Arbeitsanweisungen -
1 - Als was bezeichnete Mario Czaja laut dem Textauszug über die Corona-Impfungen in Berlin die Impfzentren?
2 - Gib den Absatz des Textauszugs, der mit „Die Mitarbeiter hätten sich gut eingespielt“ beginnt, kürzer wieder und behalte die wichtigsten Fakten bei.

Textauszug -
=-=-=-=-=

Berlin - Der Präsident des Berliner Landesverbandes des Roten Kreuzes, Mario Czaja, bewertet die bisherige Organisation der Corona-Impfungen in Berlin als positiv. Im RBB-Inforadio bezeichnete Czaja die Impfzentren am Donnerstag als "Orte der Hoffnung".

Die Mitarbeiter hätten sich gut eingespielt. Im Großen und Ganzen laufe es für Berlin "sehr gut", so der CDU-Politiker. Problematisch sei allerdings noch immer, dass Impfstoff fehle: "Der Flaschenhals ist der Impfstoff. Wir haben vor allem den Impfstoff in den mobilen Impfteams, die in die Pflegeheime fahren; die in den Krankenhäusern sind. Das ist auch richtig, dass dort zunächst geimpft wird. Zusätzlichen Impfstoff zu bekommen, das ist die Hauptherausforderung, die dort besteht. Wir sind ja jetzt auch nicht mehr bei 500/600, sondern bei 800/900 Impflingen pro Tag."

Czaja kündigte zugleich an, dass ab Montag mehr Menschen in der Stadt geimpft werden können.

Das liege daran, dass es nun auch den Impfstoff von Moderna gebe. Gleichzeitig würden die ersten Menschen dann auch ihre zweite Impfung bekommen. Dann komme man mit den Impfzentren auch langsam in die Größenordnung, für die sie ausgelegt seien - "nämlich 3.000 Impfungen pro Tag".

=-=-=-=-=

Datenauszug -
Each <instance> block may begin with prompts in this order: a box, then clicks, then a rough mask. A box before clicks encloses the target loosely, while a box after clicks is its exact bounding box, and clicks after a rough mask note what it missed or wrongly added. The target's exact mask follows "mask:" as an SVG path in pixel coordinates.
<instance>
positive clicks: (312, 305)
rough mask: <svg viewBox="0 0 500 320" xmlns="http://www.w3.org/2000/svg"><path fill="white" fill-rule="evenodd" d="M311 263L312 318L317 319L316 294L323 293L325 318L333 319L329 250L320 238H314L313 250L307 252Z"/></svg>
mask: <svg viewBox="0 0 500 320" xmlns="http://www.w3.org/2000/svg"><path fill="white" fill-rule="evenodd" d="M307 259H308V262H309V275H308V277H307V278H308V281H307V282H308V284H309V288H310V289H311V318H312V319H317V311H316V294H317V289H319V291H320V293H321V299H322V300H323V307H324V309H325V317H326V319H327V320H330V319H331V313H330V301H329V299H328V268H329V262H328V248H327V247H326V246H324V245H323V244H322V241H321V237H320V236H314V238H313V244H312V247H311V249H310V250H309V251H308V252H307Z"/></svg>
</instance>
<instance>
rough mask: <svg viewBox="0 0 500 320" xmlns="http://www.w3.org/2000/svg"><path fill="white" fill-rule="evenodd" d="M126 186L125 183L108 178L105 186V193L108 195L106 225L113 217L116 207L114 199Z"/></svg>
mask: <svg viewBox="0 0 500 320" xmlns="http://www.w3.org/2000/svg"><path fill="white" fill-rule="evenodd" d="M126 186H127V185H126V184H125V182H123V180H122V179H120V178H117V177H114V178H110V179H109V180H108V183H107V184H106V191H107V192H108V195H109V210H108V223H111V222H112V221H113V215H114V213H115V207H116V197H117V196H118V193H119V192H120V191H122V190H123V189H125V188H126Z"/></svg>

=-=-=-=-=

Lösungen -
1 - Als „Orte der Hoffnung“.

2 - Die Mitarbeiter haben sich laut dem CDU-Politiker gut eingespielt, und insgesamt läuft es für Berlin sehr gut. Das Hauptproblem bleibt der fehlende Impfstoff. Der vorhandene Impfstoff geht vor allem an die mobilen Impfteams für die Pflegeheime und an die Krankenhäuser, was er für richtig hält. Inzwischen werden 800 bis 900 statt 500 bis 600 Menschen pro Tag geimpft.